■ What is expected: Can you pull out each line from the rows below that contains the string "background" and copy it in full?

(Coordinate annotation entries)
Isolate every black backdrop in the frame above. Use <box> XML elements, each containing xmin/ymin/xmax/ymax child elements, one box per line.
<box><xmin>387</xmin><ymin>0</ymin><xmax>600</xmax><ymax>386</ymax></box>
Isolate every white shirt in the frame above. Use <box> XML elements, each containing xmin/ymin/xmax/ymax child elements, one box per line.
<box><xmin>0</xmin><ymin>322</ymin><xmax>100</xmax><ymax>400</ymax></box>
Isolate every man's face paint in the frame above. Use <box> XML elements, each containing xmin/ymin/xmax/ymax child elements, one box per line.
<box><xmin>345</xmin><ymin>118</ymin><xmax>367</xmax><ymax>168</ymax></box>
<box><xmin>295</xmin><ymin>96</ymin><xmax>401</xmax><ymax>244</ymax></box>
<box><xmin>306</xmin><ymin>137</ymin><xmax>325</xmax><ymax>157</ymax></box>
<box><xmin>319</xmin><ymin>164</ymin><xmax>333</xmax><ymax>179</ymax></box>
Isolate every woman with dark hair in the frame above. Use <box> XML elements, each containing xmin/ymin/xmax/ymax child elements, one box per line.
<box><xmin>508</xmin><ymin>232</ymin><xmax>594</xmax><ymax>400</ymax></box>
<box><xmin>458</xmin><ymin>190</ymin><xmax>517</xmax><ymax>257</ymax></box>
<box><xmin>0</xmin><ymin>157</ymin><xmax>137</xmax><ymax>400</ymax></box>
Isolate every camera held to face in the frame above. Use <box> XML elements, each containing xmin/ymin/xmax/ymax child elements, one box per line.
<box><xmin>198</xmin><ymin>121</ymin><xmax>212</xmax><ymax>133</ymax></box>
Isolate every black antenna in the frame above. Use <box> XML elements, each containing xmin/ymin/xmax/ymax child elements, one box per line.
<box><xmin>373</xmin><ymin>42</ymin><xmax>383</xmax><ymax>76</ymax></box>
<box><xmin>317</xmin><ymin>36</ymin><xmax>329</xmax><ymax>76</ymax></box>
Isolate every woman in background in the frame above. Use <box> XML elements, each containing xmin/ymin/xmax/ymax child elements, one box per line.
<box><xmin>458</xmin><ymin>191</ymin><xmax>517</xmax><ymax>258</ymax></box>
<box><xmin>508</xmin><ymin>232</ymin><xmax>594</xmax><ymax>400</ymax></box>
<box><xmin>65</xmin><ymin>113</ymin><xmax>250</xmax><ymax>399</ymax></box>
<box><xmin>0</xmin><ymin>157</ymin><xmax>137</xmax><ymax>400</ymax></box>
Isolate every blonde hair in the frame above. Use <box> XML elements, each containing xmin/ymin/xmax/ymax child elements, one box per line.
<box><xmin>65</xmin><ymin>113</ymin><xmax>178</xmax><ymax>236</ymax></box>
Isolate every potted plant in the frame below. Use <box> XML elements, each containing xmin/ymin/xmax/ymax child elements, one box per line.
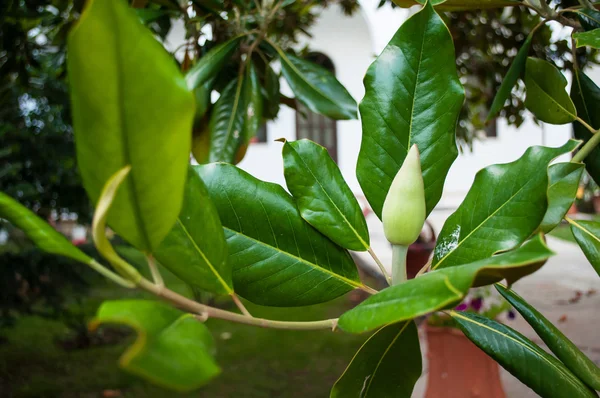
<box><xmin>423</xmin><ymin>287</ymin><xmax>515</xmax><ymax>398</ymax></box>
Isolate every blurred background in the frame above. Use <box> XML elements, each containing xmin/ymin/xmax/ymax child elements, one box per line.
<box><xmin>0</xmin><ymin>0</ymin><xmax>600</xmax><ymax>397</ymax></box>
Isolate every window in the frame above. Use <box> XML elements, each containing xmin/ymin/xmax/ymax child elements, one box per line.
<box><xmin>296</xmin><ymin>53</ymin><xmax>337</xmax><ymax>162</ymax></box>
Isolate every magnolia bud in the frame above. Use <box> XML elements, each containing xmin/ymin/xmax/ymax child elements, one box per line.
<box><xmin>382</xmin><ymin>145</ymin><xmax>426</xmax><ymax>246</ymax></box>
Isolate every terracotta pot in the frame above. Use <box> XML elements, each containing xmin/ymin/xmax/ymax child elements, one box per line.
<box><xmin>425</xmin><ymin>326</ymin><xmax>506</xmax><ymax>398</ymax></box>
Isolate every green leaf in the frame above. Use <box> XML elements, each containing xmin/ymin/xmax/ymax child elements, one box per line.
<box><xmin>338</xmin><ymin>235</ymin><xmax>554</xmax><ymax>333</ymax></box>
<box><xmin>209</xmin><ymin>79</ymin><xmax>246</xmax><ymax>163</ymax></box>
<box><xmin>68</xmin><ymin>0</ymin><xmax>194</xmax><ymax>252</ymax></box>
<box><xmin>271</xmin><ymin>43</ymin><xmax>357</xmax><ymax>120</ymax></box>
<box><xmin>540</xmin><ymin>163</ymin><xmax>584</xmax><ymax>233</ymax></box>
<box><xmin>0</xmin><ymin>192</ymin><xmax>92</xmax><ymax>264</ymax></box>
<box><xmin>263</xmin><ymin>65</ymin><xmax>281</xmax><ymax>119</ymax></box>
<box><xmin>243</xmin><ymin>62</ymin><xmax>263</xmax><ymax>144</ymax></box>
<box><xmin>283</xmin><ymin>140</ymin><xmax>369</xmax><ymax>251</ymax></box>
<box><xmin>573</xmin><ymin>29</ymin><xmax>600</xmax><ymax>48</ymax></box>
<box><xmin>196</xmin><ymin>163</ymin><xmax>364</xmax><ymax>307</ymax></box>
<box><xmin>496</xmin><ymin>284</ymin><xmax>600</xmax><ymax>390</ymax></box>
<box><xmin>356</xmin><ymin>4</ymin><xmax>464</xmax><ymax>218</ymax></box>
<box><xmin>432</xmin><ymin>140</ymin><xmax>579</xmax><ymax>269</ymax></box>
<box><xmin>525</xmin><ymin>57</ymin><xmax>577</xmax><ymax>124</ymax></box>
<box><xmin>573</xmin><ymin>8</ymin><xmax>600</xmax><ymax>30</ymax></box>
<box><xmin>487</xmin><ymin>35</ymin><xmax>533</xmax><ymax>121</ymax></box>
<box><xmin>569</xmin><ymin>219</ymin><xmax>600</xmax><ymax>276</ymax></box>
<box><xmin>450</xmin><ymin>311</ymin><xmax>597</xmax><ymax>398</ymax></box>
<box><xmin>571</xmin><ymin>70</ymin><xmax>600</xmax><ymax>184</ymax></box>
<box><xmin>90</xmin><ymin>300</ymin><xmax>221</xmax><ymax>392</ymax></box>
<box><xmin>330</xmin><ymin>321</ymin><xmax>423</xmax><ymax>398</ymax></box>
<box><xmin>185</xmin><ymin>36</ymin><xmax>242</xmax><ymax>89</ymax></box>
<box><xmin>393</xmin><ymin>0</ymin><xmax>520</xmax><ymax>11</ymax></box>
<box><xmin>154</xmin><ymin>167</ymin><xmax>233</xmax><ymax>294</ymax></box>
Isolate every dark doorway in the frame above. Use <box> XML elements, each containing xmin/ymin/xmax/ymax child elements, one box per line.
<box><xmin>296</xmin><ymin>52</ymin><xmax>337</xmax><ymax>162</ymax></box>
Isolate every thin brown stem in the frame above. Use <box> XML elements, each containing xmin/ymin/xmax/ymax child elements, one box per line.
<box><xmin>369</xmin><ymin>247</ymin><xmax>392</xmax><ymax>286</ymax></box>
<box><xmin>138</xmin><ymin>278</ymin><xmax>338</xmax><ymax>330</ymax></box>
<box><xmin>231</xmin><ymin>293</ymin><xmax>252</xmax><ymax>316</ymax></box>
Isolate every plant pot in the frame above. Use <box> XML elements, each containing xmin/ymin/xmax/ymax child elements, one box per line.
<box><xmin>425</xmin><ymin>326</ymin><xmax>506</xmax><ymax>398</ymax></box>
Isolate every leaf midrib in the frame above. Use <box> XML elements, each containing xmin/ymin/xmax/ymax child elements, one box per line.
<box><xmin>177</xmin><ymin>217</ymin><xmax>233</xmax><ymax>294</ymax></box>
<box><xmin>223</xmin><ymin>226</ymin><xmax>364</xmax><ymax>289</ymax></box>
<box><xmin>290</xmin><ymin>145</ymin><xmax>370</xmax><ymax>250</ymax></box>
<box><xmin>108</xmin><ymin>6</ymin><xmax>152</xmax><ymax>250</ymax></box>
<box><xmin>451</xmin><ymin>311</ymin><xmax>580</xmax><ymax>387</ymax></box>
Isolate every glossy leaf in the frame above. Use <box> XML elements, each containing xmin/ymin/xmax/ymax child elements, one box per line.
<box><xmin>540</xmin><ymin>163</ymin><xmax>584</xmax><ymax>233</ymax></box>
<box><xmin>450</xmin><ymin>311</ymin><xmax>597</xmax><ymax>398</ymax></box>
<box><xmin>68</xmin><ymin>0</ymin><xmax>194</xmax><ymax>251</ymax></box>
<box><xmin>573</xmin><ymin>29</ymin><xmax>600</xmax><ymax>48</ymax></box>
<box><xmin>330</xmin><ymin>321</ymin><xmax>423</xmax><ymax>398</ymax></box>
<box><xmin>185</xmin><ymin>36</ymin><xmax>242</xmax><ymax>89</ymax></box>
<box><xmin>525</xmin><ymin>57</ymin><xmax>577</xmax><ymax>124</ymax></box>
<box><xmin>90</xmin><ymin>300</ymin><xmax>221</xmax><ymax>392</ymax></box>
<box><xmin>569</xmin><ymin>220</ymin><xmax>600</xmax><ymax>276</ymax></box>
<box><xmin>356</xmin><ymin>1</ymin><xmax>464</xmax><ymax>218</ymax></box>
<box><xmin>338</xmin><ymin>236</ymin><xmax>553</xmax><ymax>333</ymax></box>
<box><xmin>487</xmin><ymin>35</ymin><xmax>533</xmax><ymax>121</ymax></box>
<box><xmin>263</xmin><ymin>66</ymin><xmax>281</xmax><ymax>119</ymax></box>
<box><xmin>574</xmin><ymin>8</ymin><xmax>600</xmax><ymax>30</ymax></box>
<box><xmin>196</xmin><ymin>163</ymin><xmax>363</xmax><ymax>307</ymax></box>
<box><xmin>432</xmin><ymin>140</ymin><xmax>578</xmax><ymax>269</ymax></box>
<box><xmin>154</xmin><ymin>167</ymin><xmax>233</xmax><ymax>294</ymax></box>
<box><xmin>0</xmin><ymin>192</ymin><xmax>92</xmax><ymax>264</ymax></box>
<box><xmin>243</xmin><ymin>63</ymin><xmax>263</xmax><ymax>144</ymax></box>
<box><xmin>274</xmin><ymin>46</ymin><xmax>358</xmax><ymax>120</ymax></box>
<box><xmin>393</xmin><ymin>0</ymin><xmax>520</xmax><ymax>11</ymax></box>
<box><xmin>496</xmin><ymin>284</ymin><xmax>600</xmax><ymax>390</ymax></box>
<box><xmin>571</xmin><ymin>70</ymin><xmax>600</xmax><ymax>184</ymax></box>
<box><xmin>283</xmin><ymin>140</ymin><xmax>369</xmax><ymax>251</ymax></box>
<box><xmin>208</xmin><ymin>79</ymin><xmax>246</xmax><ymax>163</ymax></box>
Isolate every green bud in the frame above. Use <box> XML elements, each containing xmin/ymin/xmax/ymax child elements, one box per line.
<box><xmin>382</xmin><ymin>145</ymin><xmax>427</xmax><ymax>246</ymax></box>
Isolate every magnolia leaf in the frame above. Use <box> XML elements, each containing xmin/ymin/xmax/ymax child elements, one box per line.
<box><xmin>67</xmin><ymin>0</ymin><xmax>194</xmax><ymax>252</ymax></box>
<box><xmin>283</xmin><ymin>140</ymin><xmax>369</xmax><ymax>251</ymax></box>
<box><xmin>573</xmin><ymin>8</ymin><xmax>600</xmax><ymax>30</ymax></box>
<box><xmin>571</xmin><ymin>70</ymin><xmax>600</xmax><ymax>184</ymax></box>
<box><xmin>496</xmin><ymin>284</ymin><xmax>600</xmax><ymax>390</ymax></box>
<box><xmin>573</xmin><ymin>28</ymin><xmax>600</xmax><ymax>48</ymax></box>
<box><xmin>196</xmin><ymin>163</ymin><xmax>365</xmax><ymax>307</ymax></box>
<box><xmin>525</xmin><ymin>57</ymin><xmax>577</xmax><ymax>124</ymax></box>
<box><xmin>208</xmin><ymin>79</ymin><xmax>247</xmax><ymax>163</ymax></box>
<box><xmin>154</xmin><ymin>167</ymin><xmax>233</xmax><ymax>294</ymax></box>
<box><xmin>568</xmin><ymin>219</ymin><xmax>600</xmax><ymax>276</ymax></box>
<box><xmin>487</xmin><ymin>34</ymin><xmax>533</xmax><ymax>121</ymax></box>
<box><xmin>185</xmin><ymin>36</ymin><xmax>242</xmax><ymax>89</ymax></box>
<box><xmin>0</xmin><ymin>192</ymin><xmax>93</xmax><ymax>264</ymax></box>
<box><xmin>271</xmin><ymin>44</ymin><xmax>357</xmax><ymax>120</ymax></box>
<box><xmin>450</xmin><ymin>311</ymin><xmax>597</xmax><ymax>398</ymax></box>
<box><xmin>338</xmin><ymin>235</ymin><xmax>554</xmax><ymax>333</ymax></box>
<box><xmin>540</xmin><ymin>163</ymin><xmax>584</xmax><ymax>233</ymax></box>
<box><xmin>330</xmin><ymin>321</ymin><xmax>423</xmax><ymax>398</ymax></box>
<box><xmin>432</xmin><ymin>140</ymin><xmax>579</xmax><ymax>269</ymax></box>
<box><xmin>393</xmin><ymin>0</ymin><xmax>521</xmax><ymax>11</ymax></box>
<box><xmin>90</xmin><ymin>300</ymin><xmax>221</xmax><ymax>392</ymax></box>
<box><xmin>356</xmin><ymin>0</ymin><xmax>464</xmax><ymax>218</ymax></box>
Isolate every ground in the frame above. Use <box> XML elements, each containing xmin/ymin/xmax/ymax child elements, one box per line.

■ Solved exercise:
Isolate every woman in background in the frame above. Use <box> XML elements, each containing xmin/ymin/xmax/ymax child elements, one box per line.
Isolate every blurred background in the frame above. Use <box> XML elements, each containing xmin/ymin/xmax/ymax child elements, one box per line.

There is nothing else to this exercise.